| WHAT NEEDS TO BE DONE |
Leave every image behind and restate the data word for word.

---------- EXTRACTED MATERIAL ----------

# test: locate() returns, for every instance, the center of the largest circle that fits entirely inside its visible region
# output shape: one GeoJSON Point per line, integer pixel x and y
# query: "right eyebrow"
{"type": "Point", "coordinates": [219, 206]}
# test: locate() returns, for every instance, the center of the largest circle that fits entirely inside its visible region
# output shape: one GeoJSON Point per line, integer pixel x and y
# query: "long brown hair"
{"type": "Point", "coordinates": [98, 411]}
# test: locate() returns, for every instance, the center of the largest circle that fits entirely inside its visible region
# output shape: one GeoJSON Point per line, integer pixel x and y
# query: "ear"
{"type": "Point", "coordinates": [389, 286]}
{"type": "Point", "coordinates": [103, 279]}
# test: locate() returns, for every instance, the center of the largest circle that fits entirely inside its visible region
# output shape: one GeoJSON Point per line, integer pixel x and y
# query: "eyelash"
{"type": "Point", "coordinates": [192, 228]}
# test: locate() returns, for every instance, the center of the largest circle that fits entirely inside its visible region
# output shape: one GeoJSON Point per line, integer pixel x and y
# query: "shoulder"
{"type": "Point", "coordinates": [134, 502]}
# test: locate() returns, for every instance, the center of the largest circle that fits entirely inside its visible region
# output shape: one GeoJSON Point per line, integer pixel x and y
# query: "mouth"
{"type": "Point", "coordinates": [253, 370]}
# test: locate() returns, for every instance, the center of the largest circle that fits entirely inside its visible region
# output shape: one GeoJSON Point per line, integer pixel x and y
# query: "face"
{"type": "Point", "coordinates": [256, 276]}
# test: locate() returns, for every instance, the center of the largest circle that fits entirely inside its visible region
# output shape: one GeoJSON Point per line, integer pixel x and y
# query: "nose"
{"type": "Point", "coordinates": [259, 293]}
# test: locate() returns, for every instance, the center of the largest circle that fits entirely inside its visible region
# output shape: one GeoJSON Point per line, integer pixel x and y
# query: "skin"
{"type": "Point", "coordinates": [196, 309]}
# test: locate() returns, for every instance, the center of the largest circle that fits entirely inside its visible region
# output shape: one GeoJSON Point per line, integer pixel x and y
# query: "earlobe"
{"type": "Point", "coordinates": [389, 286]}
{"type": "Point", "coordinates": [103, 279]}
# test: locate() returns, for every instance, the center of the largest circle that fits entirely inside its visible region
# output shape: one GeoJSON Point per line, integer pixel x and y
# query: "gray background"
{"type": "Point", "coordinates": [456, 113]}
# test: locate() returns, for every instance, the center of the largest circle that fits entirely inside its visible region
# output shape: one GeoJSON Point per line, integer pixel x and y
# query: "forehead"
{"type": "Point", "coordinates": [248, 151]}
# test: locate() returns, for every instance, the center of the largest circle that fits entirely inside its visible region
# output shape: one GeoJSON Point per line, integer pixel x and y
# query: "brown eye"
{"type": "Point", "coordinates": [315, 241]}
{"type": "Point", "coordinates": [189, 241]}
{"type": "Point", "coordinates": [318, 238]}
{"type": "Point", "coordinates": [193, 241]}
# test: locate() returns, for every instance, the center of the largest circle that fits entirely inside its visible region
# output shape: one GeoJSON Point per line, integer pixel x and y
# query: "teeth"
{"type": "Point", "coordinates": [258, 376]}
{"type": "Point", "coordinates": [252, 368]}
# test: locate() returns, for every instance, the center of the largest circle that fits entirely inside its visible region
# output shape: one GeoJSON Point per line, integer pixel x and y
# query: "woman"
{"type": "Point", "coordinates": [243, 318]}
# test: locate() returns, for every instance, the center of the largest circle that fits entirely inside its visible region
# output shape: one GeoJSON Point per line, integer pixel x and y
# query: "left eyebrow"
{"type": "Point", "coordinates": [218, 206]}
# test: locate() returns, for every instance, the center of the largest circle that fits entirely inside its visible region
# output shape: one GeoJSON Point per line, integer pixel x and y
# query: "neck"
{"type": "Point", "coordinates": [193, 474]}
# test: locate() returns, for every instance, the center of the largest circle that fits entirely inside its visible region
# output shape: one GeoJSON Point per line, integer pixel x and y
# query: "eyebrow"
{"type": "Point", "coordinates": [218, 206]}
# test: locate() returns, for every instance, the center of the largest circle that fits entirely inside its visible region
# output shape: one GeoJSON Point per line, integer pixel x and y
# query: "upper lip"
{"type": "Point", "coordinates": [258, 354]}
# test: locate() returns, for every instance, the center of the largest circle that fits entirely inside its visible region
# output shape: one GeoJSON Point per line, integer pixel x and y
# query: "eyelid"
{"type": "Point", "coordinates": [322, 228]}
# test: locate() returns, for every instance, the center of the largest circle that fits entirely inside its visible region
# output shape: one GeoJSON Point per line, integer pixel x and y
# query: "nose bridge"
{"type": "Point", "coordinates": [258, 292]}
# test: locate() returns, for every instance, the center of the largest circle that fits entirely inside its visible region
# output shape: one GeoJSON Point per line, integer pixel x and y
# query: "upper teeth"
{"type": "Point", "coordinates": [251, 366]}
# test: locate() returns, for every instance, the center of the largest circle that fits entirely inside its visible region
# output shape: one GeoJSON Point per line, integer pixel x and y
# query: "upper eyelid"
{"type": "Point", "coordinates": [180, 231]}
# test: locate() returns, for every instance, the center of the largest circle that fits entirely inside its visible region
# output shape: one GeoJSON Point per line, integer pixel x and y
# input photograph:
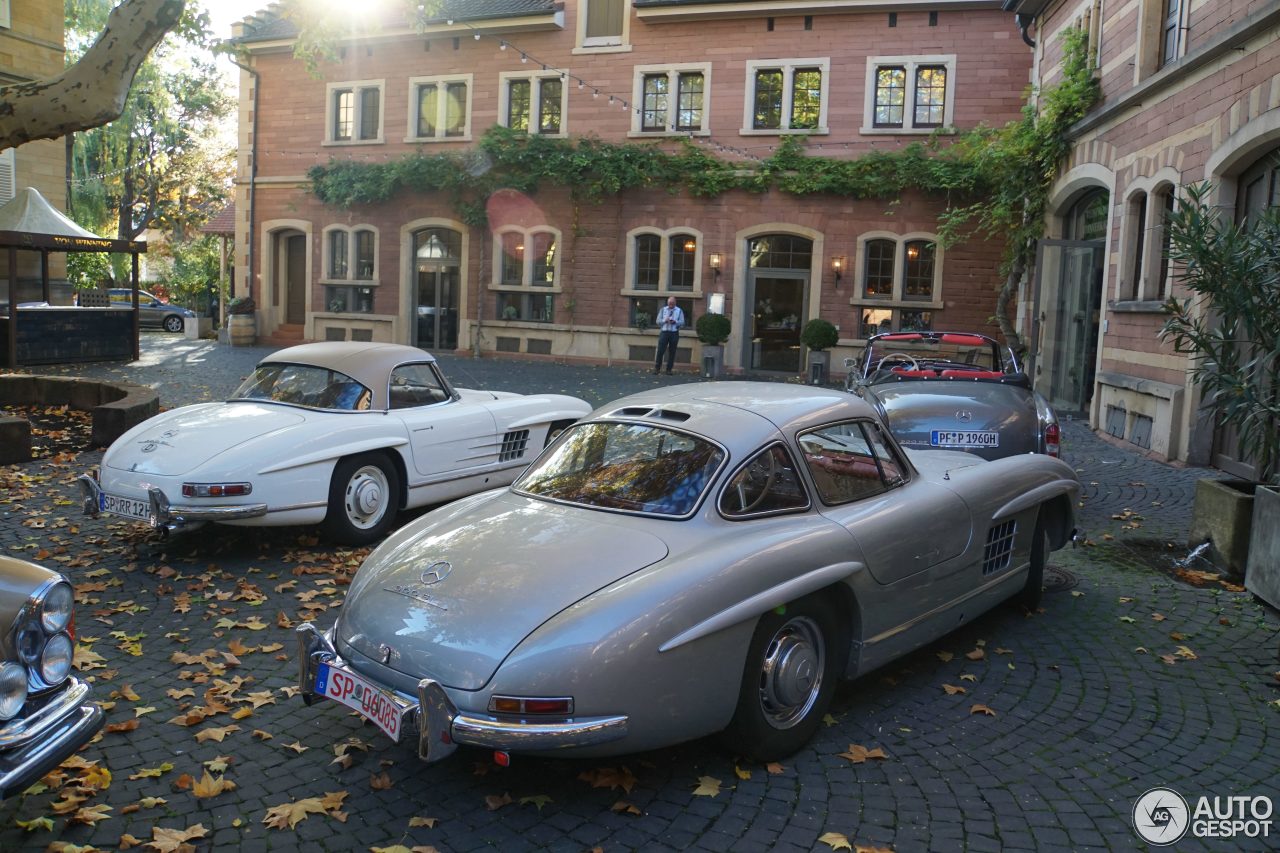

----------

| YOUR RESPONSE |
# test: locate() returns, for every instance, the center of the largest circle that fits entirely inside its visible region
# output shape: one GeoJSON Point per line, integer pixel x and y
# query: "right eyebrow"
{"type": "Point", "coordinates": [219, 206]}
# test: locate() returns, for every instance, the center of the largest circle that fits entirely inside its visible region
# output shape: one GeoJSON Point per line, integer pixel x and y
# query: "long brown hair"
{"type": "Point", "coordinates": [98, 411]}
# test: locate() returns, for every instance, the center of the largest circle that fits entirely inside its visible region
# output shape: one GeoJSON Point per line, integer pixel x and y
# query: "ear"
{"type": "Point", "coordinates": [389, 286]}
{"type": "Point", "coordinates": [103, 279]}
# test: locate() returns, for every instance, the center of the largest circle that fits entirely inside its visible region
# output shape: one GeoJSON Point per line, integer pixel x and y
# query: "eyelash"
{"type": "Point", "coordinates": [192, 228]}
# test: locate() returns, for every instance, the center of the largest circle that fits entirely inside its visible region
# output shape: one GeoJSON Point per line, integer pixel x and y
# query: "shoulder"
{"type": "Point", "coordinates": [134, 502]}
# test: locate() returns, for every instance, the center of the largest circle that fits entirely inside its visible region
# output shape: one GeoJSON Point per line, integer pixel x and y
# query: "mouth"
{"type": "Point", "coordinates": [253, 370]}
# test: locate() returns, for every instance, the center of the largest circle that fits entirely inside its visible region
# output shape: one GeoJSON Point per line, integer pixel x and y
# query: "face"
{"type": "Point", "coordinates": [256, 276]}
# test: locate() returns, for every instance, the center of the largest circle that fits entirely inside its visible region
# output shape: one GeoJSON Point per line, integer pixel x and y
# query: "nose"
{"type": "Point", "coordinates": [259, 293]}
# test: locate() returns, for every instance, the center of the largest circle that fits entirely inside its visible region
# output shape: one GeoJSON Point per line, integer pixel x and y
# query: "skin"
{"type": "Point", "coordinates": [196, 309]}
# test: locate() returns, for every instance, the center of the largest circle that fits entirely inside its visible region
# output shape: one GeoJSON Point per line, integer pixel x and y
# query: "earlobe"
{"type": "Point", "coordinates": [389, 286]}
{"type": "Point", "coordinates": [103, 279]}
# test: locate() returns, for every instance, the center of the largest circle that fits entirely inside its visible region
# output shape: one GeoJSON Point per line, integer pixel x and y
# query: "gray background"
{"type": "Point", "coordinates": [456, 113]}
# test: locate() returns, for every instance, the center of the largest circle that fits entirely inside its visible region
# output shape: one GeoJSON Point per line, integer pixel x and y
# query: "forehead"
{"type": "Point", "coordinates": [248, 151]}
# test: locate() returns, for every instance, the center of the largest circle that fits entirely inside its visible region
# output shape: one GeoJSON Point per line, integer pixel x and y
# query: "brown eye"
{"type": "Point", "coordinates": [315, 241]}
{"type": "Point", "coordinates": [189, 241]}
{"type": "Point", "coordinates": [318, 238]}
{"type": "Point", "coordinates": [193, 241]}
# test: locate() returns, for every instance, the center of the largest circle that fits entirely inside its visible region
# output shape: one GeoJSON Point per line, integer pixel x and y
# query: "teeth"
{"type": "Point", "coordinates": [258, 376]}
{"type": "Point", "coordinates": [252, 368]}
# test: locate() returns, for every instance, the center of the largest circle that fits entirely inside its visible region
# output shape: one GeoJSON Point per line, integer pixel x and y
# query: "woman"
{"type": "Point", "coordinates": [243, 318]}
# test: locate() returns, for every instance, the center of the largest circle that fits entirely inside its visible region
# output shape: one GeoJSON Point per line, integer pixel x and y
# query: "left eyebrow"
{"type": "Point", "coordinates": [218, 206]}
# test: locate() returns, for every instance, the center of the largest circle that fits entirely inside its visible region
# output shape: one GeoJSON Point per line, integer pixel x and y
# query: "neck"
{"type": "Point", "coordinates": [193, 474]}
# test: locate() returns, for every instance, the center of the largest circle that fits entirely inside its visible region
# output shape: one GeoJSON Point per line, integer pixel x and y
# query: "eyebrow"
{"type": "Point", "coordinates": [218, 206]}
# test: locate() returns, for every instance, the center of the largest circle that fits entirely inside its visible region
# output shape: one GeoJSON Point per line, integer pixel x and y
# query: "upper lip"
{"type": "Point", "coordinates": [258, 354]}
# test: locate() returns, for every instance, the center of the largest circle that fits entirely inside its visible region
# output shape: one GeoJSON Point per line, integer pixel x and y
# query: "eyelid"
{"type": "Point", "coordinates": [322, 228]}
# test: locate() returns, for every instance, the center of the largest circle that fits entirely inside its visible region
# output shape: one GeoJSON Point per line, integer pixel x and y
# query: "nose bridge"
{"type": "Point", "coordinates": [258, 292]}
# test: locate() returns, for every instance, the center of the largest circle that fits entirely inside its visible region
# output shape: one GeoJSON Point per line, integer pixel x and y
# query: "upper teeth"
{"type": "Point", "coordinates": [251, 366]}
# test: locate() returns, for every instance, the center of the largest circle that fits entirely inside its visible region
# output shape: one GeoJSON Point per line, integer pixel x and y
# query: "upper eyelid"
{"type": "Point", "coordinates": [180, 231]}
# test: locate() returns, for every instance, the center of the largest circle that fits entirely inside its visible region
# output shape: one GeoJSON Point per line, integer pixel x and y
# input photograph:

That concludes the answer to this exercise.